The task
Write out the data below in full, unchanged, minus the images.
☆ ☆ ☆ ☆ ☆
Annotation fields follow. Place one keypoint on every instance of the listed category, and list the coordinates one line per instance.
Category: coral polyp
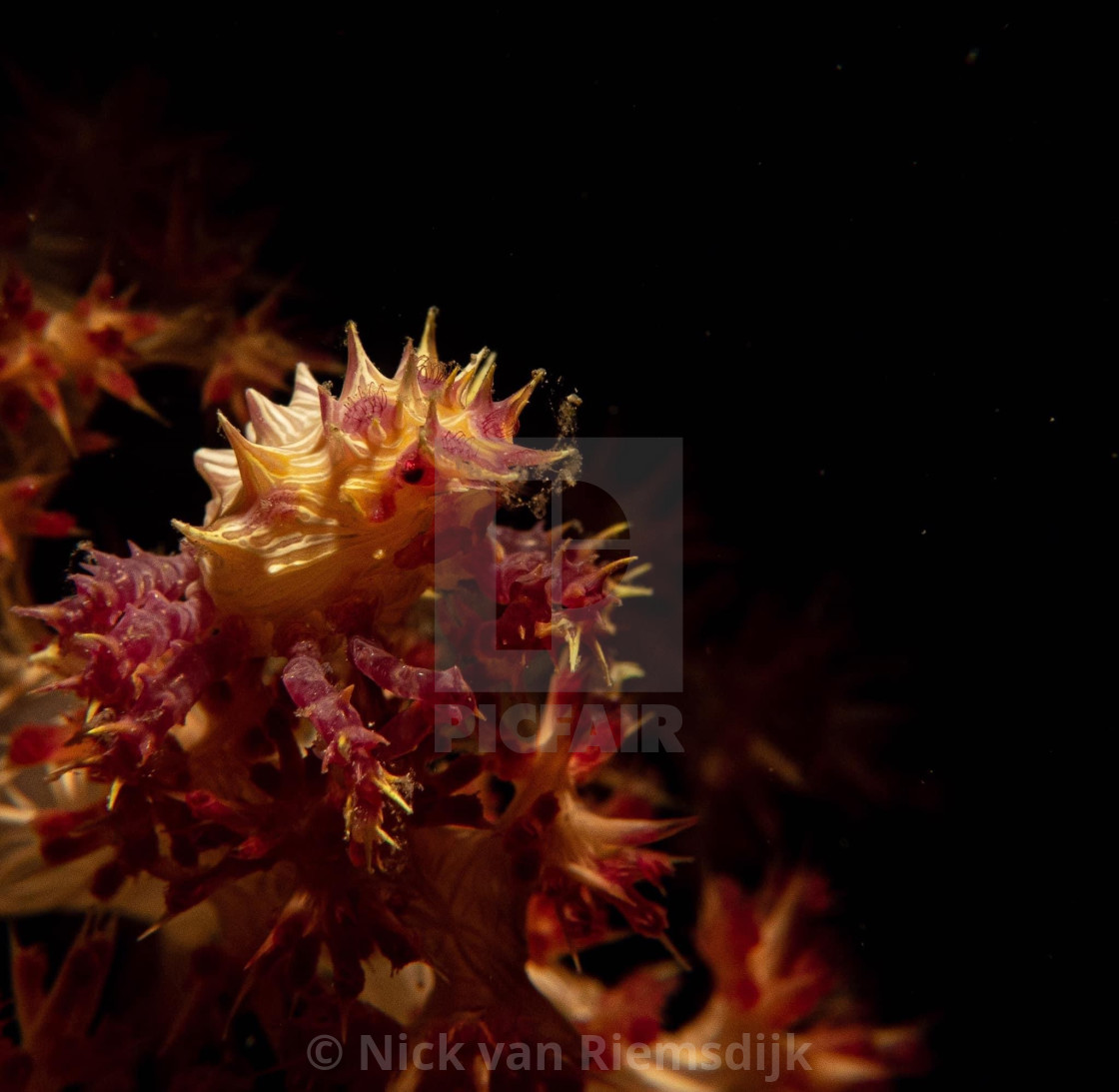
(251, 730)
(333, 496)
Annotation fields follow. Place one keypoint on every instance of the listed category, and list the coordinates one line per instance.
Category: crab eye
(416, 470)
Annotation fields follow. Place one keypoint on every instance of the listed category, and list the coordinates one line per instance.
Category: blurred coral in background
(324, 729)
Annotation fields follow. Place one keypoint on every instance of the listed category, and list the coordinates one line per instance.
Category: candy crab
(257, 733)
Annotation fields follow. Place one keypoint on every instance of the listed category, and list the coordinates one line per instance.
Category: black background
(863, 269)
☆ ☆ ☆ ☆ ☆
Solution for this problem
Annotation fields follow. Place one keypoint on every instance of the listed category, and list the coordinates one line per instance.
Category: coral polyp
(251, 730)
(333, 496)
Annotation fields follow. Place one keypoint on every instance of the listed category, and list the coordinates one line per instance.
Category: crab eye
(416, 470)
Annotation fields follow. Place one keypoint on every instance of the listed category, and list the coordinates one line per instance.
Category: blurred coral in background
(324, 729)
Annotation fields follow. Place one keypoint on every instance of the listed category, and list the coordinates one line per instance.
Category: candy crab
(257, 733)
Annotation fields follow. Place one keypoint on every instance of the listed category, and list the coordinates one line per instance.
Category: black background
(863, 269)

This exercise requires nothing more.